Contour labeling entries:
☆ ☆ ☆ ☆ ☆ ☆ ☆
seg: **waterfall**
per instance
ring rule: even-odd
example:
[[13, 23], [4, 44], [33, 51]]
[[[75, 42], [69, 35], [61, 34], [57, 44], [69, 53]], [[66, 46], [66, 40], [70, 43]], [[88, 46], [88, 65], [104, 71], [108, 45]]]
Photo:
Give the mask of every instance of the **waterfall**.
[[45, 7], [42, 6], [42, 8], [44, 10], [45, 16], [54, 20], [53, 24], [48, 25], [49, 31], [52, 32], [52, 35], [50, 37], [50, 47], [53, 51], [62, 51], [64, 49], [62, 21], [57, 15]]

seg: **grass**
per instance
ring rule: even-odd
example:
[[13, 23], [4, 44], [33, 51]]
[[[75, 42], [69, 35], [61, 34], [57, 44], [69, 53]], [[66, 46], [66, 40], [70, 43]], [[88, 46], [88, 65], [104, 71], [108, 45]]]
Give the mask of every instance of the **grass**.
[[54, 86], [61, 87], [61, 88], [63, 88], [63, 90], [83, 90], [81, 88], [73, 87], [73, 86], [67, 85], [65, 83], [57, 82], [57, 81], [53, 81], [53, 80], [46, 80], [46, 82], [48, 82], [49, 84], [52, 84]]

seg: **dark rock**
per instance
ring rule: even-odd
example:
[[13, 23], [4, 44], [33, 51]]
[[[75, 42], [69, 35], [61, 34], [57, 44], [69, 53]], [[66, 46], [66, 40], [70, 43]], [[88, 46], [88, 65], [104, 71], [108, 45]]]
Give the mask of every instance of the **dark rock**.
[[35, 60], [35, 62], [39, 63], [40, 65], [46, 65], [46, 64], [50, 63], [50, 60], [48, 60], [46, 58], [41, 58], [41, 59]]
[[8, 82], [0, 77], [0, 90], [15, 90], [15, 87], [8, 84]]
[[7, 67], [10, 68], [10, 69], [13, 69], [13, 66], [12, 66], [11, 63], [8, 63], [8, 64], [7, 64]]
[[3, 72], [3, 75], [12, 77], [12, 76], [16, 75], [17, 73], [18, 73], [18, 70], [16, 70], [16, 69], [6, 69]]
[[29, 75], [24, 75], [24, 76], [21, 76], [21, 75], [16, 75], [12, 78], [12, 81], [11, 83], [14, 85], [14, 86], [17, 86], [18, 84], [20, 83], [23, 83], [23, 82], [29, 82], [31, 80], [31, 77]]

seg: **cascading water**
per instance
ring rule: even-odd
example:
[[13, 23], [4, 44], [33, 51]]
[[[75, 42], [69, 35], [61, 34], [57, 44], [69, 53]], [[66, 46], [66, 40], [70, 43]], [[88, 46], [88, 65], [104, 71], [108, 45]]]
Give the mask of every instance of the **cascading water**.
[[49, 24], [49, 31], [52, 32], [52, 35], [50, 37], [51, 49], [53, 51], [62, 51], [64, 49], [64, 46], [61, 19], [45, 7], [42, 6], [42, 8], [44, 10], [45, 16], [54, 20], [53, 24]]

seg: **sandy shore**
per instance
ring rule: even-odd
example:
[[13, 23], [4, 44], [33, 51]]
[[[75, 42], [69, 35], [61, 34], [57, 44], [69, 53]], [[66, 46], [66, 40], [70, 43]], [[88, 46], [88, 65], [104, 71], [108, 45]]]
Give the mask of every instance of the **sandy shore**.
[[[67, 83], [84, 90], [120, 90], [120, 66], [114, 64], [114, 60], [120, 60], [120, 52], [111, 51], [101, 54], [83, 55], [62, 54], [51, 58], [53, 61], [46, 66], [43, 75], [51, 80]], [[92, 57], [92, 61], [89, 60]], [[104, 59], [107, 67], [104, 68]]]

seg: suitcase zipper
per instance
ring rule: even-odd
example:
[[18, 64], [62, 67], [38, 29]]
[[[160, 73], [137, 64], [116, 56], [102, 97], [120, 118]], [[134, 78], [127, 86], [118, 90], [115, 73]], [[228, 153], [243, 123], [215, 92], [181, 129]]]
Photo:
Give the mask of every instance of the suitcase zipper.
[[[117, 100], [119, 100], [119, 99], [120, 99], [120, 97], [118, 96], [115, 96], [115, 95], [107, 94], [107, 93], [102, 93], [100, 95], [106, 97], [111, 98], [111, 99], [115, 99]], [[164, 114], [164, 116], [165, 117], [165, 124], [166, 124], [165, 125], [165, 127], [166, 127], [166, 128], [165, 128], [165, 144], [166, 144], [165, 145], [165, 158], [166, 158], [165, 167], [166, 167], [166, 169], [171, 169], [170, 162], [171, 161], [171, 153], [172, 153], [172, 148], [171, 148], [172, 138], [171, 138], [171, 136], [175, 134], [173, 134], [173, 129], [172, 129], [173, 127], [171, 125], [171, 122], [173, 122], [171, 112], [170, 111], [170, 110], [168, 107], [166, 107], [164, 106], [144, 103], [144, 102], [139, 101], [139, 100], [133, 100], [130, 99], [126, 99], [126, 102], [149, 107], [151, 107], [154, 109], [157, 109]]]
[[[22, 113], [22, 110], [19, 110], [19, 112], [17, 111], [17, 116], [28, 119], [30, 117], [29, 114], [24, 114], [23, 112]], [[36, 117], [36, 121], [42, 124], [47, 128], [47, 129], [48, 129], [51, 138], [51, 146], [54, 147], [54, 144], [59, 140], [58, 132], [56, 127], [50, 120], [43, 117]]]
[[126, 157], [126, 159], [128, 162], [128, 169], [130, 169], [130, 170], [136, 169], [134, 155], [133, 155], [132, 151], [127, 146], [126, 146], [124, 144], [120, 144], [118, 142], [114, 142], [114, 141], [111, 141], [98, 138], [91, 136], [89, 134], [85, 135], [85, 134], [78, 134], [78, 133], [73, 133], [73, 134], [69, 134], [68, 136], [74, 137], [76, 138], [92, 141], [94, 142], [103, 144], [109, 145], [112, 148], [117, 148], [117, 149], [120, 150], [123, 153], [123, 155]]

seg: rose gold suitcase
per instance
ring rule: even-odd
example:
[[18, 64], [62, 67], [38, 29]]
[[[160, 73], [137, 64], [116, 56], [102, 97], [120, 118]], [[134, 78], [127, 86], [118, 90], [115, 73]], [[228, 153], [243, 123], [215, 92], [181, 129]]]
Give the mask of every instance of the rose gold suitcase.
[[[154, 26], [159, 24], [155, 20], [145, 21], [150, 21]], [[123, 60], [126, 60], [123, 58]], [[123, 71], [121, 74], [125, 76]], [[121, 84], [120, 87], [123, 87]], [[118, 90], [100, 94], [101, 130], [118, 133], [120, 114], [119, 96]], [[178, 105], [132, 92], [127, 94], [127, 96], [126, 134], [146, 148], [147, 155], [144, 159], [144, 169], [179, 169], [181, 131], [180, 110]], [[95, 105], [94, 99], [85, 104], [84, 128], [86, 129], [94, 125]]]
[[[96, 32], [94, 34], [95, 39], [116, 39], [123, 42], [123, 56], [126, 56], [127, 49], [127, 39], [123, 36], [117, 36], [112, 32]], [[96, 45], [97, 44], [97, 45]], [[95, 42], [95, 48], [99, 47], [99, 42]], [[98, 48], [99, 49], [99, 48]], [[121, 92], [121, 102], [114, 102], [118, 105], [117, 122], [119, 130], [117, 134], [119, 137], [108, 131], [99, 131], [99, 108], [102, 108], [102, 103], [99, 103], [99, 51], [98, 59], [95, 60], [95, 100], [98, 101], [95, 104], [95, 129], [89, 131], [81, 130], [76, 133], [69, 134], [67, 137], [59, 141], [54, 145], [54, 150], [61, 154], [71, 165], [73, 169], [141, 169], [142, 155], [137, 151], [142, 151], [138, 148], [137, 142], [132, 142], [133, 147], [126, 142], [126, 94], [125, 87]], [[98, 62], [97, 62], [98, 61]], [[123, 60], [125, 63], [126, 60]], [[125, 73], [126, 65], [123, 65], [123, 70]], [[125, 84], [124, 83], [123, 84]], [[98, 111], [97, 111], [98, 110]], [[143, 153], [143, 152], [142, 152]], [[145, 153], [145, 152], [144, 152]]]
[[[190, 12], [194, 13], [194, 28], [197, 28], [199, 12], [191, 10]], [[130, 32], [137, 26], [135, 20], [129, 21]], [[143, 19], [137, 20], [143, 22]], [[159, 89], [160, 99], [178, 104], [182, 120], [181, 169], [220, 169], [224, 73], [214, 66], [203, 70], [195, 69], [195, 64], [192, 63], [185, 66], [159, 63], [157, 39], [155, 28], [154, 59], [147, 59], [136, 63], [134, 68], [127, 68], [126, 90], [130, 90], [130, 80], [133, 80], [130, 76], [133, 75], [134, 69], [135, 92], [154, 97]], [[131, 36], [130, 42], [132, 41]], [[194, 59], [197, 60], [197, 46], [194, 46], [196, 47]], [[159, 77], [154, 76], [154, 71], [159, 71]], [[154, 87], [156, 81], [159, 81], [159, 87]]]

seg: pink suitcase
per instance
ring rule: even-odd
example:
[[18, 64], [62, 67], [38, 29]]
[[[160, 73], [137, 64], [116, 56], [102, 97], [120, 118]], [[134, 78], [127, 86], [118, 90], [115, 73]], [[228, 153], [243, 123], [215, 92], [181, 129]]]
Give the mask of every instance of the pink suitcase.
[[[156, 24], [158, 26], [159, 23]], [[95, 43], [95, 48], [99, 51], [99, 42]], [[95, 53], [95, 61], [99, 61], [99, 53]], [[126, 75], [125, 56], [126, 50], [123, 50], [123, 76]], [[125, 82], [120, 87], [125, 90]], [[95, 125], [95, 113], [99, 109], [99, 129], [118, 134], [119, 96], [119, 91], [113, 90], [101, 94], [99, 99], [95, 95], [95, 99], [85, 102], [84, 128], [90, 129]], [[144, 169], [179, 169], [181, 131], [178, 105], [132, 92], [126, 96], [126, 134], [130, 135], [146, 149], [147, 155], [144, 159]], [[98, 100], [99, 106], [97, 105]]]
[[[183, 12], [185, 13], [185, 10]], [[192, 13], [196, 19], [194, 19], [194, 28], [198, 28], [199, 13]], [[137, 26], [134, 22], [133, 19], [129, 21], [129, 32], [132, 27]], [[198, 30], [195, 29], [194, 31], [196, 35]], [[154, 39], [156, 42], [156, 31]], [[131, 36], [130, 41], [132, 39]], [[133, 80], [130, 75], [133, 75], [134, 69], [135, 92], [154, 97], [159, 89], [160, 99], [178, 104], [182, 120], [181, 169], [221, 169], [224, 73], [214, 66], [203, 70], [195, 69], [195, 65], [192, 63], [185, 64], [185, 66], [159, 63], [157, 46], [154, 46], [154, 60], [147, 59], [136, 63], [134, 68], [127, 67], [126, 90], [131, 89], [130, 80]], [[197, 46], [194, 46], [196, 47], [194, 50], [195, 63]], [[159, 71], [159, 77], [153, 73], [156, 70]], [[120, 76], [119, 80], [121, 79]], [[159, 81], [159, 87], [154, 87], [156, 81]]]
☆ ☆ ☆ ☆ ☆ ☆ ☆
EXERCISE DETAILS
Please copy the lines of the entries exactly, beginning with the line that contains "seg: **grass**" and continuing through the line that contains "80], [31, 77]]".

RESPONSE TO THE EXERCISE
seg: **grass**
per instance
ring rule: even-odd
example:
[[13, 23], [4, 44], [33, 51]]
[[[75, 42], [69, 35], [61, 34], [57, 44], [69, 53]], [[66, 46], [66, 40], [70, 43]], [[88, 46], [88, 65], [104, 71], [108, 45]]]
Give the mask of every instance of the **grass**.
[[54, 86], [61, 87], [61, 88], [63, 88], [63, 90], [83, 90], [81, 88], [73, 87], [73, 86], [67, 85], [65, 83], [57, 82], [57, 81], [53, 81], [53, 80], [46, 80], [46, 82], [48, 82], [49, 84], [52, 84]]

seg: **dark rock**
per instance
ring rule: even-odd
example:
[[13, 23], [4, 44], [33, 51]]
[[[75, 42], [69, 35], [61, 34], [57, 44], [69, 53]], [[66, 46], [66, 40], [70, 43]], [[88, 46], [88, 65], [104, 71], [108, 45]]]
Give the mask of every instance of the **dark rock**.
[[35, 60], [35, 62], [39, 63], [40, 65], [46, 65], [46, 64], [50, 63], [50, 60], [48, 60], [46, 58], [41, 58], [41, 59]]
[[8, 82], [0, 77], [0, 90], [15, 90], [15, 87], [8, 84]]
[[7, 67], [10, 68], [10, 69], [13, 69], [13, 66], [12, 66], [11, 63], [8, 63], [8, 64], [7, 64]]
[[3, 72], [3, 75], [12, 77], [12, 76], [16, 75], [17, 73], [18, 73], [18, 70], [16, 70], [16, 69], [6, 69]]
[[29, 75], [24, 75], [24, 76], [21, 76], [21, 75], [16, 75], [12, 78], [12, 81], [11, 83], [14, 85], [14, 86], [17, 86], [18, 84], [20, 83], [23, 83], [23, 82], [29, 82], [31, 80], [31, 77]]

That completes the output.